# [STATED EXERCISE]
Quote word for word the lines from the one containing "in white blouse, writing one line per instance." through the one containing "(1104, 528)", including both of those lines.

# [DATASET RECORDS]

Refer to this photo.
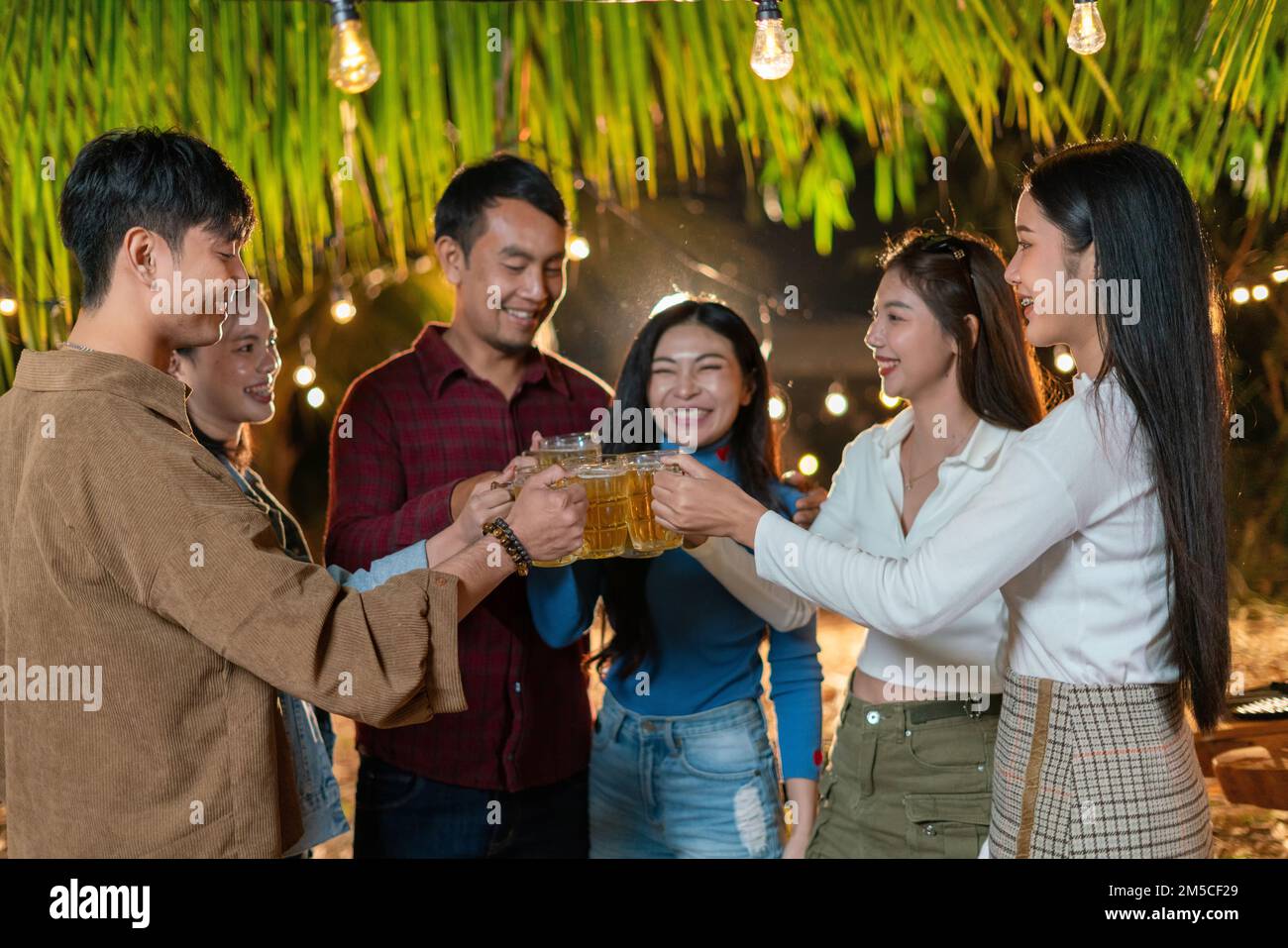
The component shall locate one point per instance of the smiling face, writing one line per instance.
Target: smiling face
(209, 262)
(513, 279)
(912, 351)
(696, 368)
(232, 380)
(1039, 257)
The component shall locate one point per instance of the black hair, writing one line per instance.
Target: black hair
(1132, 202)
(958, 273)
(754, 450)
(475, 188)
(163, 180)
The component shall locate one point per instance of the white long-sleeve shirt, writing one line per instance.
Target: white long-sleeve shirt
(1069, 530)
(863, 510)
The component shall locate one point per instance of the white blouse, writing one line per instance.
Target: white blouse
(863, 509)
(1069, 530)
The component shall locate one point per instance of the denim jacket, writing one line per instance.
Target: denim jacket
(308, 729)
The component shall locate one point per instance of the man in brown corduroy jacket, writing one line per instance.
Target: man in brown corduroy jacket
(127, 552)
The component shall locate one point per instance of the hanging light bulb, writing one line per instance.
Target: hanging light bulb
(353, 65)
(1086, 29)
(836, 401)
(771, 58)
(342, 305)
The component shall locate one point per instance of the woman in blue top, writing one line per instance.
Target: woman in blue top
(681, 758)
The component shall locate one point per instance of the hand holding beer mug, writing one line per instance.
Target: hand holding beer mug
(703, 502)
(647, 536)
(549, 514)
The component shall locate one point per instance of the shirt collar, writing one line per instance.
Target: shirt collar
(441, 364)
(983, 445)
(75, 369)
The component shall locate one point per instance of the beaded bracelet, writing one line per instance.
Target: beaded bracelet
(498, 528)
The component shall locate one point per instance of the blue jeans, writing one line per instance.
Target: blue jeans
(404, 815)
(691, 786)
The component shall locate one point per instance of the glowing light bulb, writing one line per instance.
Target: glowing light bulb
(668, 301)
(353, 65)
(1086, 30)
(342, 305)
(836, 401)
(771, 58)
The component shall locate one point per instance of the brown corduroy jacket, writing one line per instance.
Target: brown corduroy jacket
(127, 548)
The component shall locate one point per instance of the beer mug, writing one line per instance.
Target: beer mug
(570, 450)
(520, 476)
(606, 510)
(648, 537)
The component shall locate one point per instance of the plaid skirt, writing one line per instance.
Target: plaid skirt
(1095, 772)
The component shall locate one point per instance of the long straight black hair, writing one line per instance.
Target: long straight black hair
(1132, 202)
(752, 445)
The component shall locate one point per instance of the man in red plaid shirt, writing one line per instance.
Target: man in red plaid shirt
(412, 438)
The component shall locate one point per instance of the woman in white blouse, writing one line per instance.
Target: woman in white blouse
(1104, 526)
(911, 767)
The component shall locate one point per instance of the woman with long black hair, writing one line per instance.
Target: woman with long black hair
(681, 756)
(1104, 528)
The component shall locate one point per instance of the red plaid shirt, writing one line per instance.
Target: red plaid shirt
(421, 423)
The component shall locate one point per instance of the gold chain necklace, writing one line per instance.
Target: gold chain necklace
(909, 481)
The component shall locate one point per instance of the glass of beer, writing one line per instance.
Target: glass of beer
(520, 475)
(648, 537)
(606, 511)
(570, 450)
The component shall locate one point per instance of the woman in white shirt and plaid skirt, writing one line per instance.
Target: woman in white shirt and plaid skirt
(1104, 526)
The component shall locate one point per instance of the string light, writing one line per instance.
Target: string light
(353, 65)
(771, 56)
(836, 401)
(1086, 30)
(668, 301)
(342, 305)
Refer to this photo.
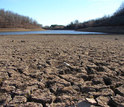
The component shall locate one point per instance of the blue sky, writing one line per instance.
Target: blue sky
(48, 12)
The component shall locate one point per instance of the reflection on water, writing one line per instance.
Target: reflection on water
(49, 32)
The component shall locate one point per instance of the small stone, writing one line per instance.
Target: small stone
(120, 90)
(18, 99)
(102, 101)
(91, 100)
(83, 104)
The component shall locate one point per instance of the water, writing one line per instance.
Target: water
(49, 32)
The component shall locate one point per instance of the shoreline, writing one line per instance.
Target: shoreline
(104, 29)
(19, 29)
(61, 70)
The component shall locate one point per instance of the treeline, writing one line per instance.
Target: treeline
(9, 19)
(117, 19)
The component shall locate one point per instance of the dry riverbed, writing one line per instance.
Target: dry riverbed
(62, 70)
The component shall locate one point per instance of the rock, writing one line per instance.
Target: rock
(120, 90)
(103, 101)
(117, 101)
(91, 100)
(107, 80)
(87, 89)
(42, 96)
(8, 88)
(5, 98)
(18, 100)
(32, 104)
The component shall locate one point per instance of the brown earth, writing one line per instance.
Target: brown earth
(62, 70)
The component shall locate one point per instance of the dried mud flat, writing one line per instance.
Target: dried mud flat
(62, 70)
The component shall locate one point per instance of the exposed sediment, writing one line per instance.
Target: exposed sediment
(62, 70)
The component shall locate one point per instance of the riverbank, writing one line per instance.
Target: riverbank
(19, 29)
(59, 70)
(113, 30)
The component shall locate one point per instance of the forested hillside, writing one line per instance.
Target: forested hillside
(117, 19)
(9, 19)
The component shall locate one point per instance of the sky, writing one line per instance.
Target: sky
(61, 12)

# [OUTPUT OF THE EXERCISE]
The component shall locate one point per instance of the woman in white blouse, writing one line per instance.
Target: woman in white blouse
(1104, 526)
(911, 767)
The component shall locate one point per instance of the woman with long black hair, writing one line per instance.
Target: woman with long black hair
(681, 756)
(1104, 528)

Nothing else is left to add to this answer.